**Tasks**
(a) In the news report on Nawaz Sharif's sentencing, what leak brought to light the issues behind the case?
(b) Put this sentence from the news report on Nawaz Sharif's sentencing into Spanish: "Sharif was ousted from office last year when he could not provide a money trail explaining the purchase of these properties."
(c) Extend the news report on Nawaz Sharif's sentencing past its final sentence.

**Extract to read**
Former Pakistani Prime Minister Sentenced to 10 Years in Prison

July 6, 2018, 4:54 PM UTC

Former Pakistani Prime Minister Nawaz Sharif was convicted in absentia and sentenced to 10 years in prison on corruption charges Friday. The verdict, which also includes a fine of 8 million pounds ($10.6 million), comes from a case stemming from issues brought to light by the 2015 Panama Papers.

The leak revealed that the Sharif family had links to offshore companies allegedly used to channel funds and purchase foreign assets, including four expensive apartments in London. Sharif was ousted from office last year when he could not provide a money trail explaining the purchase of these properties. Just five months ago, another court case barred Sharif from leading his political party, Pakistan Muslim League-Nawaz (PML-N).

Sharif’s daughter Maryam Nawaz Sharif and her husband Muhammad Safdar were also convited. The court ordered the seizure of the family’s four luxury apartments located next to Hyde Park in London, where the family currently lives in an “unannounced exile.”

**Record extracts**
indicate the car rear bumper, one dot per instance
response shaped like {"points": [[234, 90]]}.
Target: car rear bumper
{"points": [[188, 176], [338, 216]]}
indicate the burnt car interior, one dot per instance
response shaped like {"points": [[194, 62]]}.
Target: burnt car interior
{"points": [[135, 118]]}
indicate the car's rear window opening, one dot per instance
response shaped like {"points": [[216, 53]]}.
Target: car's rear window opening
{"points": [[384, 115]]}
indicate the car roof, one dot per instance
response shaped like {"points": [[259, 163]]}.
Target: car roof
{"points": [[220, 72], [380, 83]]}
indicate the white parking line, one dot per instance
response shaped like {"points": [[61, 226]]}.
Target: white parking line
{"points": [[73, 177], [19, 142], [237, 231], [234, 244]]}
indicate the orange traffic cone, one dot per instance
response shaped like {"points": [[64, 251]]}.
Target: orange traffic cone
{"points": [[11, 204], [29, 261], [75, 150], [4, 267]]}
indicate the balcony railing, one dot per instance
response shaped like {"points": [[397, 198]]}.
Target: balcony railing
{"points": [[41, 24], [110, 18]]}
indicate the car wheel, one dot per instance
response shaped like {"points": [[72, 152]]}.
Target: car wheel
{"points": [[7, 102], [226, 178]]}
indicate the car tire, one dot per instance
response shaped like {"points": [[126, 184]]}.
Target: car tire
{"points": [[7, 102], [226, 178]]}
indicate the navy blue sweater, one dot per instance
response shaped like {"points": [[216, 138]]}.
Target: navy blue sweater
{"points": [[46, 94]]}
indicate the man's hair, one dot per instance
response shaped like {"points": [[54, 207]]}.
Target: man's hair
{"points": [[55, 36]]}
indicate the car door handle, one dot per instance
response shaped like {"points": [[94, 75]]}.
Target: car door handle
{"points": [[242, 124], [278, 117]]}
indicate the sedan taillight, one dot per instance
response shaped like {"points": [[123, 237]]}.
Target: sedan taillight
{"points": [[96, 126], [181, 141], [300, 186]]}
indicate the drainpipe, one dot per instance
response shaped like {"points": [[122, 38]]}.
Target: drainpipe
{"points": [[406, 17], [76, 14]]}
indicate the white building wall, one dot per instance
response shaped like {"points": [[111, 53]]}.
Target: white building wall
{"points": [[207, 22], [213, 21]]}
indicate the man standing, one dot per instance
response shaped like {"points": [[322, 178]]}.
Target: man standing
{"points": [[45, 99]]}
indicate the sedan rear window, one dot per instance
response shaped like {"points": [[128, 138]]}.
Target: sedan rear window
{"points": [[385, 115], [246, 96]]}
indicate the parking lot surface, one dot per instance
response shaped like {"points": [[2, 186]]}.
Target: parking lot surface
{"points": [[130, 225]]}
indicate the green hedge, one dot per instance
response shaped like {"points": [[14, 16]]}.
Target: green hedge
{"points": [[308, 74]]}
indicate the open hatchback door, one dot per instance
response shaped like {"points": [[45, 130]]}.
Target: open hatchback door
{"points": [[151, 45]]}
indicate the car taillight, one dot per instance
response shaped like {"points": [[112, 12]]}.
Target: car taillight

**Responses per task**
(a) The 2015 Panama Papers.

(b) Sharif fue destituido del cargo el año pasado cuando no pudo presentar un rastro del dinero que explicara la compra de estas propiedades.

(c)
Sharif has been a figure in Pakistani politics for decades, known for defending civilian governance while representing Pakistan’s elite. He’s served as prime minister three times, but never finished a term. His first ended in resignation from military pressure in the early 1990s; his second ended in an army coup in the late 1990s. His third ended last year after the release of the Panama Papers, although the Sharif family denies all wrongdoing.

It’s uncertain if Sharif and his daughter will actually return to Pakistan to serve their sentences. According to the New York Times, they’re currently caring for Nawaz Sharif’s ailing wife, who has cancer, in London.

The conviction is expected to hurt Sharif’s political party’s chances in the upcoming national elections. Sharif’s brother Shahbaz Sharif, who inherited leadership of PML-N, said in a statement that the party rejects Friday’s verdict.

“The decision is flawed, politically motivated and has glaring loopholes,” he said.